----- THE INPUT
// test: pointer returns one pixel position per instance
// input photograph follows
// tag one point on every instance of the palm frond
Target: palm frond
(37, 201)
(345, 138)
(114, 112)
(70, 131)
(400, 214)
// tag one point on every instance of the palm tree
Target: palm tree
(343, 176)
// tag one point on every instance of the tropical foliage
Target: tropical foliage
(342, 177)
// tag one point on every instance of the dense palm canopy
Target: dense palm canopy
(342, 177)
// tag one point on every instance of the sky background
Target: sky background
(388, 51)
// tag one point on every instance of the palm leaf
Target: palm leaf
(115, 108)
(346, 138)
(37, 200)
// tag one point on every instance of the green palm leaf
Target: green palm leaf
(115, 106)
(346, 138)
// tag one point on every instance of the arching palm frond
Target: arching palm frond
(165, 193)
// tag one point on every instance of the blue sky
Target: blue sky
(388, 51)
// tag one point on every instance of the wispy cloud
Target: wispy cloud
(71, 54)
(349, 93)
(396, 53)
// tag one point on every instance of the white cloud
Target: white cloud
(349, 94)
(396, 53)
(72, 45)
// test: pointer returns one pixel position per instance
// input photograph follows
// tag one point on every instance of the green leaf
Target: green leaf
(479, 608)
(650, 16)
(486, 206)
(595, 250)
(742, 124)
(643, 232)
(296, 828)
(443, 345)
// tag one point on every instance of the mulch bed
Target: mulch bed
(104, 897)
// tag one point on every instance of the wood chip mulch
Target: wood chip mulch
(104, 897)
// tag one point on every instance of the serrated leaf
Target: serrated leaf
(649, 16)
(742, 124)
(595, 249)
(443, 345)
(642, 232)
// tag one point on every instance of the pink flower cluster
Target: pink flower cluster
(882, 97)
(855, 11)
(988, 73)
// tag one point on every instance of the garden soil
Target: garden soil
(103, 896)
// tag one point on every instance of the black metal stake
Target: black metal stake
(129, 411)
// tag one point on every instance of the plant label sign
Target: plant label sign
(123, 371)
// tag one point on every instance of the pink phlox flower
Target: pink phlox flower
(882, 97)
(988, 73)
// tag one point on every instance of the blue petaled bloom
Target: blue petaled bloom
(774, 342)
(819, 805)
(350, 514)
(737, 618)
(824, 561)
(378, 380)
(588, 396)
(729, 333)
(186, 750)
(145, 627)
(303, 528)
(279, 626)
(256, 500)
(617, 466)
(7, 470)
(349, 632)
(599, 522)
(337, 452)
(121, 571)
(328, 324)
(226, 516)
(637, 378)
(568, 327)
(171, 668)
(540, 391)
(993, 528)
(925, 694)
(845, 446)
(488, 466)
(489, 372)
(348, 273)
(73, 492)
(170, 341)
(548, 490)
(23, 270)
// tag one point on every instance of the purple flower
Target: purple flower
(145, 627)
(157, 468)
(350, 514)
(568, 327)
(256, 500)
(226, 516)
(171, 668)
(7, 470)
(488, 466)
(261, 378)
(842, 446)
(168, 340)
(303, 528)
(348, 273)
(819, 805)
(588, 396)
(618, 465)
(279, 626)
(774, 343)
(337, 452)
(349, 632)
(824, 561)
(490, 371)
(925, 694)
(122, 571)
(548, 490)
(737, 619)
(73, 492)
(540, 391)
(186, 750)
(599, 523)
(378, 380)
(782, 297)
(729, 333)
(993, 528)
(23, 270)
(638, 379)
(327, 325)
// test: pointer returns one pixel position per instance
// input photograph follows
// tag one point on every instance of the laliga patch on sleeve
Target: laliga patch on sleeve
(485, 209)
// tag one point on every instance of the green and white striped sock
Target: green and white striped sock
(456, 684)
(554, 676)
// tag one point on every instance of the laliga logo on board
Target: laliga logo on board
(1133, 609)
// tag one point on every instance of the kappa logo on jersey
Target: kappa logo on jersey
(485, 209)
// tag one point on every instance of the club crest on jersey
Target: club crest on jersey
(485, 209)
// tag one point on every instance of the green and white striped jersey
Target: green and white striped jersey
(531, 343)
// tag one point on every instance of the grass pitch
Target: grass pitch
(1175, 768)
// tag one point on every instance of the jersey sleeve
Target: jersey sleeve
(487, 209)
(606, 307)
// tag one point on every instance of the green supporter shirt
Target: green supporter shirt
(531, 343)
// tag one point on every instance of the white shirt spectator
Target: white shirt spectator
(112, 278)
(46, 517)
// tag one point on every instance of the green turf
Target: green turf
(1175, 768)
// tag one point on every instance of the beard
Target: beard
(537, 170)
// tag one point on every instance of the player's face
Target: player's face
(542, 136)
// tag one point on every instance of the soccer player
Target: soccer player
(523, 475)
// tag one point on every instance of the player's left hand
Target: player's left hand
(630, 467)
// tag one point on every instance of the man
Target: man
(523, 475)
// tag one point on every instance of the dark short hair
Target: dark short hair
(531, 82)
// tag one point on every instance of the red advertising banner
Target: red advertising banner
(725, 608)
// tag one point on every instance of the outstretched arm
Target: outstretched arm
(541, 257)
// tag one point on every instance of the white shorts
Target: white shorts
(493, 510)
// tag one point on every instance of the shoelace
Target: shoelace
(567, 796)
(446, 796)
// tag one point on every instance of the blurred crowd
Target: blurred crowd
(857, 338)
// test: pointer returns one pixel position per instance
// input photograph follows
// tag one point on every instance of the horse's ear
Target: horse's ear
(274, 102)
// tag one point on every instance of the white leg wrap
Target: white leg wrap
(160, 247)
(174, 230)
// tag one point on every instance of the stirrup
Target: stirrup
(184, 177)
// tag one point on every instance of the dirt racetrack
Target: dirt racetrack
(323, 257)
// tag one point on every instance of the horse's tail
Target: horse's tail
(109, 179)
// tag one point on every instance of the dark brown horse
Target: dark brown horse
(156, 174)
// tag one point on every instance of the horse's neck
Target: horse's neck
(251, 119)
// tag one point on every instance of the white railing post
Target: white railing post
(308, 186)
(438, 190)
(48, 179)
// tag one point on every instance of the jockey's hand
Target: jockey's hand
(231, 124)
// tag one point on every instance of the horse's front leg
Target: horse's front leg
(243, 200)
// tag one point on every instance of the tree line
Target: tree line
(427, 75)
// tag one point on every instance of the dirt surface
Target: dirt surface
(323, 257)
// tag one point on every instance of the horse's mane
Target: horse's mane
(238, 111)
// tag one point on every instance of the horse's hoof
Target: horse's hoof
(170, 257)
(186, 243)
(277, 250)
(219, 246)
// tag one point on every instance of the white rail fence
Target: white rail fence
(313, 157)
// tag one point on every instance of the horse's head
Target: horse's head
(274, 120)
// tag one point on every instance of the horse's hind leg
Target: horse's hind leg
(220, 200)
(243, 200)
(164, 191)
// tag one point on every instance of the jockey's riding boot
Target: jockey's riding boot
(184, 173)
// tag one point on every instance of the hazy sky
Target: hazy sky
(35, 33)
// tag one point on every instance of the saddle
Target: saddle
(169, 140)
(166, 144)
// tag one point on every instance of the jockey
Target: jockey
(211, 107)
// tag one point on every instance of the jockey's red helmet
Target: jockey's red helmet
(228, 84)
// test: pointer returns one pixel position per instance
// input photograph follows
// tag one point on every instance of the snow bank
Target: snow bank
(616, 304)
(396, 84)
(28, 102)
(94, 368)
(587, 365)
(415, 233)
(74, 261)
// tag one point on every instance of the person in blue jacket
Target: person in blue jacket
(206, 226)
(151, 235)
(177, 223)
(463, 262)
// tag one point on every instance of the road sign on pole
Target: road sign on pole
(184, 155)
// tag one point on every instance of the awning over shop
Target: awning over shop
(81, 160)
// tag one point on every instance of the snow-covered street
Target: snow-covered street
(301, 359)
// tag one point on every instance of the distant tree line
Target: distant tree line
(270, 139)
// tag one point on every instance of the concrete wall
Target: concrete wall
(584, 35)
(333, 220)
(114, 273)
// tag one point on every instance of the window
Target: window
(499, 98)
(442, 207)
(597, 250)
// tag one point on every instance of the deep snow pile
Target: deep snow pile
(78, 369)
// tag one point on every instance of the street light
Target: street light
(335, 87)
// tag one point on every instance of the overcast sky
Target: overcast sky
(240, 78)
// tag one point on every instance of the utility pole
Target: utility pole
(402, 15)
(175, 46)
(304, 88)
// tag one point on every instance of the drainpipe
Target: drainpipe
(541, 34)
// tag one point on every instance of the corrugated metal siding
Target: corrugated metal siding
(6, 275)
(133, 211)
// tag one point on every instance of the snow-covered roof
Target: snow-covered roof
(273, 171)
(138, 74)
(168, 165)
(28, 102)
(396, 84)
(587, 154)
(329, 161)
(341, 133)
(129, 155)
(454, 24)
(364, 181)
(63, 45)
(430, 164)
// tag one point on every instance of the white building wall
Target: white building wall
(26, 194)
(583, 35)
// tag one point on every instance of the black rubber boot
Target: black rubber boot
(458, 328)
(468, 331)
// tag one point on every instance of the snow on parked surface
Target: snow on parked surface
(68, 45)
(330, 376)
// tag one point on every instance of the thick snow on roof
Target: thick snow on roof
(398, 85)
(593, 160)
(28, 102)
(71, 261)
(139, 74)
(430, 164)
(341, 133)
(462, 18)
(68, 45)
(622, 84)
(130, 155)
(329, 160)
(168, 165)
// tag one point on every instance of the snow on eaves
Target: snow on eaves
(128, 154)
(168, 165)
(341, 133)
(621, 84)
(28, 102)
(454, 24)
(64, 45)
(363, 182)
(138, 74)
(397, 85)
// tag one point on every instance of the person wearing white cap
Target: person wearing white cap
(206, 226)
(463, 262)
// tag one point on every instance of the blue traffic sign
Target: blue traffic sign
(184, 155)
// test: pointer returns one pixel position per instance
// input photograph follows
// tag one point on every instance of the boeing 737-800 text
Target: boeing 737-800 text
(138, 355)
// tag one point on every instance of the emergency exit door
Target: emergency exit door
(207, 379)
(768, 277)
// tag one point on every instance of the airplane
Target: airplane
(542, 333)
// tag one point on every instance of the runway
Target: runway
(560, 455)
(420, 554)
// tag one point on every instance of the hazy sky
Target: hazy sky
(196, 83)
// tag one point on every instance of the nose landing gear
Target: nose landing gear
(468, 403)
----------
* [WHAT THE TASK ASKS] Begin with the line that contains "the overcast sky" and end with the last line of the records; set down every line in that span exactly, and nothing else.

* [REPLY TO THE TASK]
// tag one point on every instance of the overcast sky
Target: overcast sky
(240, 78)
// tag one point on every instance of the utility pole
Target: utility pole
(402, 15)
(175, 46)
(304, 88)
// tag one point on every instance of the drainpipe
Target: drainpipe
(541, 34)
// tag one point on every instance of the corrugated metal siding
Target: corrugated metal siding
(6, 275)
(133, 211)
// tag one point on every instance of the snow-covered roof
Target: snow-covered roof
(273, 171)
(138, 74)
(168, 165)
(28, 102)
(396, 84)
(587, 154)
(329, 161)
(341, 133)
(129, 155)
(454, 24)
(364, 181)
(63, 45)
(430, 164)
// tag one point on every instance of the white building wall
Target: white building wall
(26, 194)
(583, 35)
// tag one point on every instance of the black rubber boot
Target: black rubber boot
(458, 328)
(468, 331)
// tag one point on every instance of the snow on parked surface
Target: snow on parked surface
(68, 45)
(330, 376)
// tag one point on every instance of the thick snow on roof
Target: thick snow on roof
(398, 85)
(593, 160)
(28, 102)
(71, 261)
(139, 74)
(430, 164)
(341, 133)
(462, 18)
(68, 45)
(622, 84)
(130, 155)
(329, 160)
(168, 165)
// tag one point on every instance of the snow on eaves
Target: snow on eaves
(128, 154)
(168, 165)
(341, 133)
(621, 84)
(28, 102)
(454, 24)
(64, 45)
(363, 182)
(138, 74)
(397, 85)
// tag one point on every instance of the person wearing white cap
Target: person wearing white cap
(206, 226)
(463, 262)
// tag one point on every instance of the blue traffic sign
Target: blue traffic sign
(184, 155)
// test: pointer returns one pixel position per instance
// input photograph follows
// tag one point on every instance of the boeing 737-800 text
Target: boeing 737-800 text
(138, 355)
// tag one point on every instance of the emergency exit door
Target: emergency exit door
(207, 379)
(768, 277)
// tag one point on every instance of the airplane
Target: airplane
(542, 333)
// tag one point on every instance of the runway
Target: runway
(560, 455)
(420, 554)
// tag one point on every instance of the hazy sky
Target: hazy sky
(196, 83)
// tag one point on every instance of the nose landing gear
Target: nose landing gear
(468, 403)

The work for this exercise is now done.